--- START ---

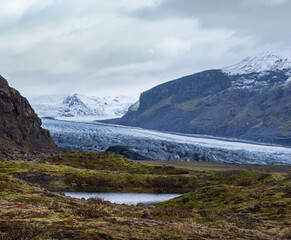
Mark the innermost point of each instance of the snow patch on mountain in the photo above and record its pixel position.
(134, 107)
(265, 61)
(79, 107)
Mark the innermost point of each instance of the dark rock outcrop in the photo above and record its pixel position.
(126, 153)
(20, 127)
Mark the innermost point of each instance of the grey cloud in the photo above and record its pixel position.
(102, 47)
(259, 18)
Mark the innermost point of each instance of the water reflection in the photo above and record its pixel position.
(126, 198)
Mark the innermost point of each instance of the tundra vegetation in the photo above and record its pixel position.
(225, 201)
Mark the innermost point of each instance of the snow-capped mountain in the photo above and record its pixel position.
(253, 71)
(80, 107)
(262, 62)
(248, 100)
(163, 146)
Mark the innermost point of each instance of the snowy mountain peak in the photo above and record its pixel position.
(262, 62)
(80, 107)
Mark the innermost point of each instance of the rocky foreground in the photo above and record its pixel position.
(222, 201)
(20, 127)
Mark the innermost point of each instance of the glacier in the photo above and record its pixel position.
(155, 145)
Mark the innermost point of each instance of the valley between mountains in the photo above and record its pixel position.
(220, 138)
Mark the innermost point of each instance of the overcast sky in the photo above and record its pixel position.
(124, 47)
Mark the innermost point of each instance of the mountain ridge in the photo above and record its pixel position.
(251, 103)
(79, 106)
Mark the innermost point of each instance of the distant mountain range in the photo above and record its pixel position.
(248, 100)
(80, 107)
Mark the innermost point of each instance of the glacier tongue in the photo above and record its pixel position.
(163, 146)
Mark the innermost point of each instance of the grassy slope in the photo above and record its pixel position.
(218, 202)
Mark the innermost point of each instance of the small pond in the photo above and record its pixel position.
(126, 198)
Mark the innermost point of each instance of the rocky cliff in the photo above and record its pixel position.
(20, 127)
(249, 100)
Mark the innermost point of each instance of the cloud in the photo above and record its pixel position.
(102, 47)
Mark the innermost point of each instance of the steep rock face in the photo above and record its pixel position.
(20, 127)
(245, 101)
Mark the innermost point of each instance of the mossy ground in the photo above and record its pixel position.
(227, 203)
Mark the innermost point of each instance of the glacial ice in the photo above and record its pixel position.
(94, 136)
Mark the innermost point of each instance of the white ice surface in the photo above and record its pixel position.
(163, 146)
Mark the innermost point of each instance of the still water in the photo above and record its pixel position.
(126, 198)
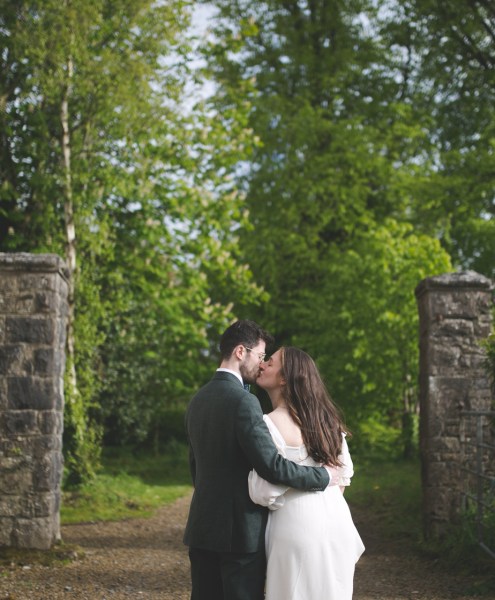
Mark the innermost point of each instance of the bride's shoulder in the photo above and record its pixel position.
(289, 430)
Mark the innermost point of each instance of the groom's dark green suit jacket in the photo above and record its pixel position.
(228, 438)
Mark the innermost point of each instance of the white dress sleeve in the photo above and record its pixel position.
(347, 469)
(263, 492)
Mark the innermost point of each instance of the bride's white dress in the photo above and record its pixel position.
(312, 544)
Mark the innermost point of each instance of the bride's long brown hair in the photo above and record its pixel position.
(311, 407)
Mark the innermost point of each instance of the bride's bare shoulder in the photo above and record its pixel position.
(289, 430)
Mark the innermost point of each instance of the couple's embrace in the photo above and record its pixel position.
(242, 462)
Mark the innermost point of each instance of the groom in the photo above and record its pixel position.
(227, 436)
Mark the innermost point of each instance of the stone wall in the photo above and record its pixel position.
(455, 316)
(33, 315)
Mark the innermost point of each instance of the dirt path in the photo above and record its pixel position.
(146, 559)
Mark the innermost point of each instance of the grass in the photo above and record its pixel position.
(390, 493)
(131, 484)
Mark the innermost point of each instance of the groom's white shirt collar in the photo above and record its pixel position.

--- END ---

Aim of the exercise
Copy the listing above word for word. Do not include the pictures.

Solution to the exercise
Mark the innermost point of each instance of the snow patch on mountain in the photo above and record its pixel position.
(134, 107)
(265, 61)
(79, 107)
Mark the innermost point of each instance of the dark rock outcrop in the photo above and record its pixel position.
(126, 153)
(20, 127)
Mark the innermost point of each instance of the grey cloud in the photo above and record its pixel position.
(102, 47)
(259, 18)
Mark the innermost point of each instance of the water reflection in the photo above and record its pixel position.
(126, 198)
Mark the innermost point of each instance of the tundra vegetation in the photo above and record its pixel position.
(225, 201)
Mark the innermost point of each instance of the snow-capped mountain in the photo above and record its pixel position.
(253, 71)
(80, 107)
(262, 62)
(248, 100)
(163, 146)
Mark the innermost point of each instance of the snowy mountain peak in the photo above and record its pixel position.
(262, 62)
(80, 107)
Mark the innermost point of each instance of the rocky foreground in the photo above and record its pixel position.
(222, 201)
(20, 127)
Mark the innermost point of each instance of the glacier in the photo above and record its pixel position.
(155, 145)
Mark the innermost point of each instance of the valley between mountains in the photo above and record its pixel position.
(220, 138)
Mark the innermost point of each instance of the overcast sky in the photo above and record its pixel position.
(124, 47)
Mark the innermost point of each instance of the mountain ridge in the photo above and record its pixel position.
(251, 103)
(79, 106)
Mark the innermost point of each instance of the distant mountain range in the photo above and record its pixel position.
(248, 100)
(80, 107)
Mark the innermost point of each instance of the glacier tongue in the photo above and record its pixel position.
(163, 146)
Mark the innermost point of each instance of the grassy slope in the photo above and record its pixel position.
(218, 202)
Mark the innermost point of each instance of the small pond in the photo above and record its pixel position.
(126, 198)
Mark the innermost point of each instance of the rocky cliff in the photo above and record its pixel position.
(20, 127)
(249, 100)
Mark the innermost point of each instance of the cloud in the photo above and record its pixel position.
(102, 47)
Mark the innermost point of each instance of the steep rock face in the photo above and record its pixel position.
(20, 127)
(245, 101)
Mark the innermost point of each instance of the mossy ground in the photo above and record its pixel position.
(227, 203)
Mark the innermost point of each instance of the glacial ice in the photo above and record its pixel position.
(94, 136)
Mark the innermost point of each instance of the white ice surface in the photo above and record its pixel position.
(163, 146)
Mark the innermost point of each instance of the still water in the photo above and record its pixel position.
(126, 198)
Mark the innermost point of each instance of the bride's shoulder in the photo above and record its pixel position.
(289, 430)
Mark the innermost point of each instance of the groom's dark green suit jacket in the photo above and record its pixel position.
(228, 438)
Mark the innermost point of each instance of the white dress sleeve in the photo above and record its pixel position.
(347, 469)
(263, 492)
Mark the innermost point of each instance of the bride's white dress in the photo above and record its pixel position.
(312, 544)
Mark the innermost point of each instance of the bride's long brown hair in the photo above and record its pixel position.
(311, 407)
Mark the innermost point of each instance of the bride's bare shoulder in the photo above and record its pixel position.
(289, 430)
Mark the innermost point of each instance of the couple's embrace in the photo above and record its pixel position.
(242, 462)
Mark the innermost point of each instance of the groom in the photo above and record its pixel position.
(227, 436)
Mark the innermost point of each instance of the stone wall in the photo above and record its pixel position.
(455, 316)
(33, 315)
Mark the innermost point of each instance of the dirt path in the photo above and record its pixel position.
(146, 559)
Mark the innermost point of each instance of the grass in the photo above and record its pixel position.
(390, 493)
(131, 484)
Mark the innermost point of each instance of the groom's white shirt collar in the photo above and record its pixel position.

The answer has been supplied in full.